**TASK BRIEF**
Wherever a line of the data contains "bumper", copy that line.

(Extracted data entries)
▼

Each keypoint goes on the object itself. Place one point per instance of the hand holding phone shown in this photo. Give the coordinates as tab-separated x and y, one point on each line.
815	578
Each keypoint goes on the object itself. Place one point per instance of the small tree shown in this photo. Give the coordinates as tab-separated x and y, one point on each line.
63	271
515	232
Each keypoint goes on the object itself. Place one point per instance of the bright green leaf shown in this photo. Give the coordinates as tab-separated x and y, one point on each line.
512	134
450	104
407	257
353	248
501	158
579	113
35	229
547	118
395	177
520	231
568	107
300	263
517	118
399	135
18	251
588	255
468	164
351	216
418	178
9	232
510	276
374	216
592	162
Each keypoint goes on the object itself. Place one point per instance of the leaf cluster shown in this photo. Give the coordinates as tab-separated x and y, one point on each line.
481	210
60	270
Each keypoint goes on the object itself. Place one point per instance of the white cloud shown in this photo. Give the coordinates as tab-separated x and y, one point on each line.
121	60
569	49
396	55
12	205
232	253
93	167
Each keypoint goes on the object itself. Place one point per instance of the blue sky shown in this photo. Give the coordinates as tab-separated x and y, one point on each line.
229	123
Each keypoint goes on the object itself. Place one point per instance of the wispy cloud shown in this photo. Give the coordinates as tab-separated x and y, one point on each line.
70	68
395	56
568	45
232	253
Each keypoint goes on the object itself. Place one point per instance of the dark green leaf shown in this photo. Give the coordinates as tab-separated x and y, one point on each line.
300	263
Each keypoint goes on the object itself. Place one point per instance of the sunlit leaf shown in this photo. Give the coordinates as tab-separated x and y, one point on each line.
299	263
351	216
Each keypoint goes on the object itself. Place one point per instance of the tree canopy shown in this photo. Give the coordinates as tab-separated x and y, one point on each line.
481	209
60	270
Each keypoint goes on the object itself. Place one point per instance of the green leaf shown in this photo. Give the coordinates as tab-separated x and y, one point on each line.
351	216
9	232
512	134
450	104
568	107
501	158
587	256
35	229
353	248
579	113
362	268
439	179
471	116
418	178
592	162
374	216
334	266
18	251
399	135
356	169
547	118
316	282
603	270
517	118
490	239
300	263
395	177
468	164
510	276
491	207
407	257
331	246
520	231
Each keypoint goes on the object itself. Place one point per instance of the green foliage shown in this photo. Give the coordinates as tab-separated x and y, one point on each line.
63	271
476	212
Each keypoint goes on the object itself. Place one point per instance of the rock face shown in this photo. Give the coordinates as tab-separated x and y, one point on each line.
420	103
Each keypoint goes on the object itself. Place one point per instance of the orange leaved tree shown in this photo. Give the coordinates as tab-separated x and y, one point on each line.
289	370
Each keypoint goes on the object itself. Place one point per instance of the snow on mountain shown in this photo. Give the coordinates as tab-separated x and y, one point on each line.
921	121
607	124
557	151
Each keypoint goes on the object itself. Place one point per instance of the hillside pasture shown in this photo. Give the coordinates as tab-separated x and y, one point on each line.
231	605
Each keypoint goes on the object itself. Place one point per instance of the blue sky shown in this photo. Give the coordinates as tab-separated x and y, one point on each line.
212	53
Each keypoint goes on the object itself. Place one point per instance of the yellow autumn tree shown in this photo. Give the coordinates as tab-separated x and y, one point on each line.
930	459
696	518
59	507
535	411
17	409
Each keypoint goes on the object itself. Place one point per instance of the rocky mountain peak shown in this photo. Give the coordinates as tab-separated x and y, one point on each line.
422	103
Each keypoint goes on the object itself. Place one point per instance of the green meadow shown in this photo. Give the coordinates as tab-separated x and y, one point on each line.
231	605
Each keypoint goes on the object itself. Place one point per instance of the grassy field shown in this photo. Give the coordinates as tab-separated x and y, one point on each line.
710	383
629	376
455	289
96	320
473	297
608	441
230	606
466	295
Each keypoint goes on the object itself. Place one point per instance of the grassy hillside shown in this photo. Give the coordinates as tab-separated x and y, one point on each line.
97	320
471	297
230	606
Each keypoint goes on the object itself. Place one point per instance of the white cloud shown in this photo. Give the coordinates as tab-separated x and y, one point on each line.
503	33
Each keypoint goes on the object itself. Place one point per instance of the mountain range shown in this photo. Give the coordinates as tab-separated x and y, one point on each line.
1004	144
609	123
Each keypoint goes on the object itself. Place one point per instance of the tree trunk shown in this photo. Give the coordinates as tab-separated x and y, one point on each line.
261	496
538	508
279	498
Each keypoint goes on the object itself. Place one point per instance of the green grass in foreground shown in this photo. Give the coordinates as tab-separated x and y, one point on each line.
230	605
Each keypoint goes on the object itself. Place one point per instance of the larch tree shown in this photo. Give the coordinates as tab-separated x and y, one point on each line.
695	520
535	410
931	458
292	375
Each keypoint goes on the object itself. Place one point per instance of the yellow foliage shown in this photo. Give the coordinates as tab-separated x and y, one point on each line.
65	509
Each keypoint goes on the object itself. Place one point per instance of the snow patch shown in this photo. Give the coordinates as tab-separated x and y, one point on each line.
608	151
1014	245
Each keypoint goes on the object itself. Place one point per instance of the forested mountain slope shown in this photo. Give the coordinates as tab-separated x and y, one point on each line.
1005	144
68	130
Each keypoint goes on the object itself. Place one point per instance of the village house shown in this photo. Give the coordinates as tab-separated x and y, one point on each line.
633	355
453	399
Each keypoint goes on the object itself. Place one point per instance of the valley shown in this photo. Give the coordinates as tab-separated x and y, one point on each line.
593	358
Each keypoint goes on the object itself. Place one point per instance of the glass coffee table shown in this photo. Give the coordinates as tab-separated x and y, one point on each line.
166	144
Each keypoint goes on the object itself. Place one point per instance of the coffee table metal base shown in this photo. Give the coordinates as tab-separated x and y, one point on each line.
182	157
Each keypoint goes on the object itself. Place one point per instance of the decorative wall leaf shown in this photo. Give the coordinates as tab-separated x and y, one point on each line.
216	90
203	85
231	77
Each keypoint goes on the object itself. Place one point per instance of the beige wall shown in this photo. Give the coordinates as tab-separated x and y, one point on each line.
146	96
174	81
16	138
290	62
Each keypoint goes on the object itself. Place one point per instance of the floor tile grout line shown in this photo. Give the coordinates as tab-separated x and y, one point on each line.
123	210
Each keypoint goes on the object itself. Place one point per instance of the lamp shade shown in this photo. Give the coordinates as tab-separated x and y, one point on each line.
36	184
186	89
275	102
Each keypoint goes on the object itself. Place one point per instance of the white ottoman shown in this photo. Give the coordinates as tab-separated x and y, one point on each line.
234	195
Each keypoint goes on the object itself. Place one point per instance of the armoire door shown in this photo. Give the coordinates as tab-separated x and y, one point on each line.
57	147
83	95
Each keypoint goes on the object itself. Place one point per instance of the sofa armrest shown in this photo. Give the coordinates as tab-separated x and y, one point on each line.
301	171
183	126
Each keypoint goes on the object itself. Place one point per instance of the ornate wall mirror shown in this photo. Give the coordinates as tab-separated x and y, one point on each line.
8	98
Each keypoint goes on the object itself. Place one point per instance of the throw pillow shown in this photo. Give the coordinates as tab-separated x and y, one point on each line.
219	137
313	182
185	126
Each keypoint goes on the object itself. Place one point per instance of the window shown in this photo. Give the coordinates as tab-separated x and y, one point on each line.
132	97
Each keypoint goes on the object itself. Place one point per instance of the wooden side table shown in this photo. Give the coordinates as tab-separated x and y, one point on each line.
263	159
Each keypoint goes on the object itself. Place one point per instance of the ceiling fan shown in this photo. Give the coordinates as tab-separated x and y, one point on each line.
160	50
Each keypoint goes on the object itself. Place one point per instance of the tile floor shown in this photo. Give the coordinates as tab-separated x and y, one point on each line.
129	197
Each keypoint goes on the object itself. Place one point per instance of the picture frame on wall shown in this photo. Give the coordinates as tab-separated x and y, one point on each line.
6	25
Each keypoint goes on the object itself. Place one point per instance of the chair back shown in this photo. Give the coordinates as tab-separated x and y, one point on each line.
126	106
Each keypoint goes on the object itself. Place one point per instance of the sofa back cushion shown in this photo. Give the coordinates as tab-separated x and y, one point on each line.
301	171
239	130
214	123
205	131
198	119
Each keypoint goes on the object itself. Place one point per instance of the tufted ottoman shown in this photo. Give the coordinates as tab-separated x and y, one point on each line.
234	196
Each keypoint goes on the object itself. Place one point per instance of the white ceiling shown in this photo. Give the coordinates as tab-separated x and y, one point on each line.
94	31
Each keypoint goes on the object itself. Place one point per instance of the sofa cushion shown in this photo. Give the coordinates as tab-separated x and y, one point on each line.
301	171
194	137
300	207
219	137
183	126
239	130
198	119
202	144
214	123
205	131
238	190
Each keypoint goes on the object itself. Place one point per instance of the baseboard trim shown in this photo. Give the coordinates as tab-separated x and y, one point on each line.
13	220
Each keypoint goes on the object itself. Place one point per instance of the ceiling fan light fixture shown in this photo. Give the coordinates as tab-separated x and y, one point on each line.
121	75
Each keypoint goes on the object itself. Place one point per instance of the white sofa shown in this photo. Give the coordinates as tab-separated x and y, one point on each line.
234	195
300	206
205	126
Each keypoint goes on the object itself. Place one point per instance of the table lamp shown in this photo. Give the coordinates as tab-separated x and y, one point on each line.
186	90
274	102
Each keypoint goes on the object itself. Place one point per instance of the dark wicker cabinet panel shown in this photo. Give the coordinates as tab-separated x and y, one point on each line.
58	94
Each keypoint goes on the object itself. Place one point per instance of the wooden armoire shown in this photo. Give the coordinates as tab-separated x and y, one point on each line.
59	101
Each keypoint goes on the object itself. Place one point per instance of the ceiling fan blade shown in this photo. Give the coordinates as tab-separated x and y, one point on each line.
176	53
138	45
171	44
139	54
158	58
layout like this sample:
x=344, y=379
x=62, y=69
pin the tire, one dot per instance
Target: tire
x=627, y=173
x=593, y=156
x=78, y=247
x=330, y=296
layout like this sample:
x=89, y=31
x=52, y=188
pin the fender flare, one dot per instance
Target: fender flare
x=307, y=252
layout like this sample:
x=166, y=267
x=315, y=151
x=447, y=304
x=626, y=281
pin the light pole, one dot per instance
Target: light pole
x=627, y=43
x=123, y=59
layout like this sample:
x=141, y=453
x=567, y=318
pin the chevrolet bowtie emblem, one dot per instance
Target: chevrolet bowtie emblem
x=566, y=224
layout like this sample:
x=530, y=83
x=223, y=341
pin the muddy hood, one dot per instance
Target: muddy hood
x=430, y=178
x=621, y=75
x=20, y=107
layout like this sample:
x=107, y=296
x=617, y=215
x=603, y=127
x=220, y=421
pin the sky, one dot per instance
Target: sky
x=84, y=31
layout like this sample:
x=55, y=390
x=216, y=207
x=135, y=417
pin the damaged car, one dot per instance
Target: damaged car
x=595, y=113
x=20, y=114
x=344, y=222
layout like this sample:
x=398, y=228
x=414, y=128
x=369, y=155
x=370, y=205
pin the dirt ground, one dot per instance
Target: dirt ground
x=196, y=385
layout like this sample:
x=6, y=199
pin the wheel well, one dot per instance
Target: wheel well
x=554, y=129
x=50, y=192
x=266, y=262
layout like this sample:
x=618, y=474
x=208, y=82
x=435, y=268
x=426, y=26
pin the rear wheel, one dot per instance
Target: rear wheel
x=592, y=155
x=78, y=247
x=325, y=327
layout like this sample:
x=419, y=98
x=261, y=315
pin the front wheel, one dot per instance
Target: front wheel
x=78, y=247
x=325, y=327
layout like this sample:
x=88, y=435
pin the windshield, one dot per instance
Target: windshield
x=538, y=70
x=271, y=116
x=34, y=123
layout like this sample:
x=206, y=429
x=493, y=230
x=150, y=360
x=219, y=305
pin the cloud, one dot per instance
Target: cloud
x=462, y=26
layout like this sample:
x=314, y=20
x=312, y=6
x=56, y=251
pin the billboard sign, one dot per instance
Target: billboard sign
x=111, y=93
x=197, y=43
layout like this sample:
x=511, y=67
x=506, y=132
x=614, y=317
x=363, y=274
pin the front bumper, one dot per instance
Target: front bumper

▲

**EXERCISE RESPONSE**
pin the front bumper, one dot per instance
Target: front bumper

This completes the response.